WORK REQUEST
Could you repeat the records below exactly, leaving out any pictures?

GIVEN DATA

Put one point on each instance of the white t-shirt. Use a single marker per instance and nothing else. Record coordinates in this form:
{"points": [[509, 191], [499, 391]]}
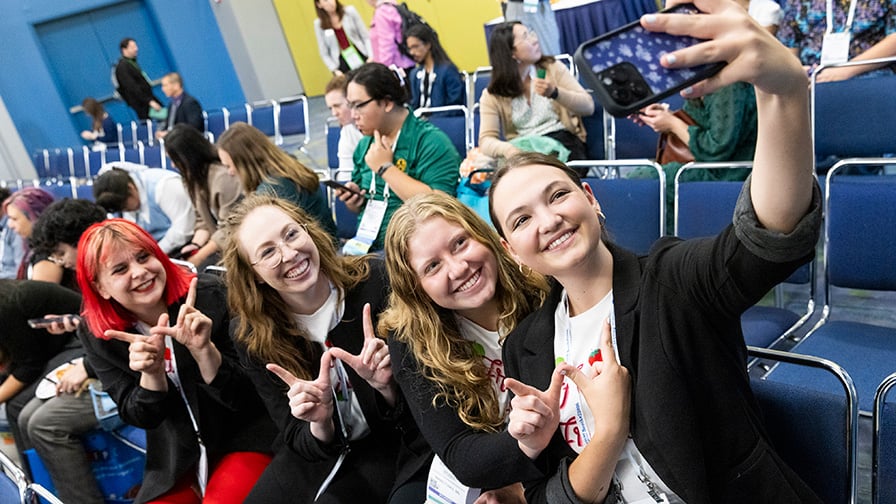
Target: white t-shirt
{"points": [[577, 341], [318, 326]]}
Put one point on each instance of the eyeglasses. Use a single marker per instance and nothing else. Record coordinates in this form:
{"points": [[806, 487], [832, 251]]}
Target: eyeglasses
{"points": [[357, 106], [271, 256]]}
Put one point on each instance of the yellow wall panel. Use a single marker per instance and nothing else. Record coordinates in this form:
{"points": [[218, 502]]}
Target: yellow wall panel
{"points": [[458, 22]]}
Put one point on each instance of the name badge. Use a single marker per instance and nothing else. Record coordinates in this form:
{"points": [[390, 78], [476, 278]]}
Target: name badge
{"points": [[352, 57], [443, 488], [835, 48], [368, 229]]}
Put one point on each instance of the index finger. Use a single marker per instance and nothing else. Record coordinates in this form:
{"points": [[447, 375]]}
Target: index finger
{"points": [[288, 378], [122, 336]]}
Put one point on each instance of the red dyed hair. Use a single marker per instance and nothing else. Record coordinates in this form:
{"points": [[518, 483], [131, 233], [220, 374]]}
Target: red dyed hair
{"points": [[94, 247]]}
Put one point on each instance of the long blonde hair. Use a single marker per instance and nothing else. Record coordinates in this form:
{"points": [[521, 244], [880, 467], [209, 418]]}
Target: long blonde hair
{"points": [[430, 331], [257, 160], [266, 325]]}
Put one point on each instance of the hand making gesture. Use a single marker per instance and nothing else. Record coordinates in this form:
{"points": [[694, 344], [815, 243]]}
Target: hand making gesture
{"points": [[311, 401]]}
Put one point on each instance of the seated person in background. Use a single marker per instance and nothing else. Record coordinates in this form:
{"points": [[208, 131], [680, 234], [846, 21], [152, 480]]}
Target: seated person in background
{"points": [[154, 198], [27, 354], [401, 155], [724, 130], [435, 81], [349, 135], [530, 94], [12, 249], [182, 107], [54, 426], [103, 129], [207, 434], [456, 294], [872, 34], [212, 190], [262, 167], [23, 208], [306, 339]]}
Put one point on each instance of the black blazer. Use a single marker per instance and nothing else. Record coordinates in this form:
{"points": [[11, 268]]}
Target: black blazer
{"points": [[229, 411], [694, 416], [374, 465]]}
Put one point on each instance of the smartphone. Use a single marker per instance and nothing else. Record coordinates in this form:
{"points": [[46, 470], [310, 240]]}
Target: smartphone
{"points": [[43, 323], [336, 185], [623, 66]]}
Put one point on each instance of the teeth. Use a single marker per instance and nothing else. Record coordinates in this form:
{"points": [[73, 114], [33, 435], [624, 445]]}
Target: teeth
{"points": [[469, 283], [559, 241]]}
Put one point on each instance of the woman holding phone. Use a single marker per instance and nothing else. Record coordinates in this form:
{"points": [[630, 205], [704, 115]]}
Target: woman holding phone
{"points": [[455, 295], [685, 427], [157, 338]]}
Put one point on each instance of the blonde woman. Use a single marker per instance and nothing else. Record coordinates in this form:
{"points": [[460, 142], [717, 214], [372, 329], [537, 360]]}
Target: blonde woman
{"points": [[455, 295]]}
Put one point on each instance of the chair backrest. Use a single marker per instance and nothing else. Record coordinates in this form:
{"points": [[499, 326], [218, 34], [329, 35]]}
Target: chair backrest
{"points": [[13, 482], [635, 207], [858, 246], [293, 119], [453, 121], [813, 431], [215, 121], [854, 117], [264, 117]]}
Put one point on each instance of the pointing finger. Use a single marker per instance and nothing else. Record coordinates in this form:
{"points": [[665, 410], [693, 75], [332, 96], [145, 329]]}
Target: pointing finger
{"points": [[288, 378]]}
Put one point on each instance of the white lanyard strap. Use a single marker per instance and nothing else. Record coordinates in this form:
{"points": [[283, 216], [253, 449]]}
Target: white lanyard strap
{"points": [[850, 16]]}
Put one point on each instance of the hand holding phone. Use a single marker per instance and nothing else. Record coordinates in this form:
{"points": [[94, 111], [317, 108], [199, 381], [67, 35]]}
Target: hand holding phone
{"points": [[623, 66]]}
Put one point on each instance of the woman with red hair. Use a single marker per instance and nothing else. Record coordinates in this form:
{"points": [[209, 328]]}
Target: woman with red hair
{"points": [[160, 345]]}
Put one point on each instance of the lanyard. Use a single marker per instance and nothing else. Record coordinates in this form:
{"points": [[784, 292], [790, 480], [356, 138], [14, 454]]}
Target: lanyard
{"points": [[849, 17]]}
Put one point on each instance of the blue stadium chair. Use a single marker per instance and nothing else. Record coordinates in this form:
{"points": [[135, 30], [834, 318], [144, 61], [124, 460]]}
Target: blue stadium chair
{"points": [[883, 459], [239, 113], [815, 432], [853, 118], [334, 131], [293, 121], [264, 117], [13, 482], [638, 204], [215, 122], [705, 208], [453, 121], [858, 255]]}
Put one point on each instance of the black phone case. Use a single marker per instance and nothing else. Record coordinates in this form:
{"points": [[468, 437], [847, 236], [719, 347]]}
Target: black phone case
{"points": [[623, 68]]}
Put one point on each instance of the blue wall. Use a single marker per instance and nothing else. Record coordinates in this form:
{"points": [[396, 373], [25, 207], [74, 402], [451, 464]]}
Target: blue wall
{"points": [[188, 31]]}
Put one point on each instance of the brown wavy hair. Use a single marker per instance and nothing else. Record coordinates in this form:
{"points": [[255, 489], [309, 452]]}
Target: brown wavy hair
{"points": [[266, 326], [430, 331]]}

SOLUTION FOR THIS EXERCISE
Put one point on each instance of the white t-shirt. Use a single marker per instance and nothing else. Record coordinates in this form:
{"points": [[509, 191], [499, 391]]}
Target: white t-shirt
{"points": [[577, 341], [318, 326]]}
Put one point on each instance of the eyeglasses. Use a single marker per instance and nothing else. Record coordinates in this form:
{"points": [[806, 487], [832, 251]]}
Target: eyeglasses
{"points": [[357, 106], [271, 256]]}
Put one point on each instance of the yellow wall panel. Use a single marker per instance and nothing else. Record coordinates in this form:
{"points": [[218, 502]]}
Target: yellow wall panel
{"points": [[458, 22]]}
Put one point on each instance of the name badge. Use a single marker per instance and nothing else. Record coordinates in this form:
{"points": [[390, 78], [476, 278]]}
Target: name badge
{"points": [[352, 57], [443, 488], [835, 48], [368, 229]]}
Put one point on each instance of the index finger. Use a single marker per instance and nothing else. Record coordinates in this form:
{"points": [[447, 375]]}
Target: index finger
{"points": [[288, 378], [122, 336]]}
Put one point on each instance of the red dyed hair. Use a single marker per instance and nothing else. Record coordinates in this form:
{"points": [[518, 483], [131, 233], [220, 374]]}
Target: red dyed hair
{"points": [[94, 247]]}
Put one point on each instance of the long blonde hair. Use a single marker per instance and nothing else. Record coordinates in this form:
{"points": [[521, 244], [880, 467], [209, 418]]}
Target: long blonde hair
{"points": [[430, 331], [257, 160], [266, 325]]}
Put one point on each instance of the hand making gesture. Use a single marker per instance and nothing else. Record coordinates in this form:
{"points": [[694, 344], [815, 243]]}
Target: hand making gesture
{"points": [[311, 401]]}
Put one point on each instance of the seated person in background. Use a single marker per instance and nothing else. Record coordinates in this form:
{"points": [[208, 131], [680, 234], [846, 21], [152, 480]]}
Target: seated person in background
{"points": [[154, 198], [27, 354], [401, 155], [724, 130], [435, 81], [349, 135], [530, 94], [12, 249], [182, 107], [54, 426], [103, 129], [207, 434], [456, 294], [872, 34], [212, 190], [262, 167], [23, 208], [306, 339]]}
Put one point on each instance of the black blazer. Use a single marker per instance and nothing else. Record coordinates in this form:
{"points": [[11, 268]]}
Target: black blazer
{"points": [[229, 411], [694, 416], [374, 465]]}
Put one point on each instance of the smartphone. Use a single marker per instance and nothing else. Record coordinates in this form:
{"points": [[46, 470], [310, 240]]}
Target: smartphone
{"points": [[43, 323], [336, 185], [623, 66]]}
Put one point on each instance of the teeth. Use a single marker per instance and nothing else. Record coordinates in this form:
{"points": [[73, 114], [33, 435], [624, 445]]}
Target: teeth
{"points": [[469, 283], [559, 241]]}
Put one point on each instance of the woman holding phone. Use a single marker per instance and nothing else. Record coordinates in this form:
{"points": [[630, 205], [704, 115]]}
Target: woman holding phone
{"points": [[455, 295], [685, 427], [157, 338]]}
Put one point on each instance of the blonde woman. Use a single marker per instance and nothing else. Record coordinates in this form:
{"points": [[460, 142], [717, 214], [372, 329], [537, 360]]}
Target: blonde woman
{"points": [[455, 295]]}
Put one point on each instance of the chair backrest. Use a single marker per instance and nothing else. Record coordinates in this form:
{"points": [[499, 326], [218, 34], [329, 35]]}
Target: chair backrest
{"points": [[13, 482], [635, 207], [858, 246], [293, 119], [453, 121], [813, 431], [215, 121], [854, 117], [264, 117]]}
Put one point on each instance of the pointing finger. Use a single marker per instance and nothing else. Record coordinates in this form:
{"points": [[665, 410], [693, 75], [332, 96], [145, 329]]}
Target: pointing finger
{"points": [[288, 378]]}
Put one point on each instance of the white lanyard strap. Use a single marker per instance and nothing else. Record coordinates in this form:
{"points": [[283, 216], [253, 449]]}
Target: white lanyard strap
{"points": [[850, 16]]}
Put one point on each instance of the hand holding phone. Use a single marker per instance and nothing else. Record coordinates in this form:
{"points": [[94, 111], [317, 108], [199, 381], [67, 35]]}
Target: hand holding phone
{"points": [[623, 66]]}
Put one point on each instance of the woman with red hair. Use a single marker per instance and nothing else. Record coordinates in this form:
{"points": [[209, 328]]}
Target: woman with red hair
{"points": [[160, 345]]}
Put one point on each instance of the lanyard. Use a single marker per instance and nothing else. Record coordinates in this form:
{"points": [[784, 292], [790, 480], [356, 138], [14, 454]]}
Target: lanyard
{"points": [[849, 17]]}
Put one point on each instance of the blue stadium chair. Use a single marker per instance and nothing else. Record coordinates in this form:
{"points": [[135, 30], [834, 318], [144, 61], [124, 460]]}
Target: blue stadium chair
{"points": [[883, 459], [239, 113], [815, 432], [853, 118], [334, 131], [293, 121], [264, 117], [13, 482], [638, 204], [215, 122], [705, 208], [453, 121], [858, 255]]}
Put one point on each instance of the black phone case. Use a single marker per instance and nothing else. Record coordinates in this form:
{"points": [[468, 437], [847, 236], [719, 347]]}
Target: black phone case
{"points": [[623, 68]]}
Put one point on each instance of the blue wall. Use a single marker per instance and nothing else. Record coordinates in this form:
{"points": [[396, 373], [25, 207], [74, 402], [451, 464]]}
Target: blue wall
{"points": [[188, 31]]}
Put one point on each instance of the brown wavy hair. Use a single marker per instance and nothing else. Record coordinates in this form:
{"points": [[255, 489], [309, 452]]}
Target: brown wavy hair
{"points": [[266, 326], [430, 331]]}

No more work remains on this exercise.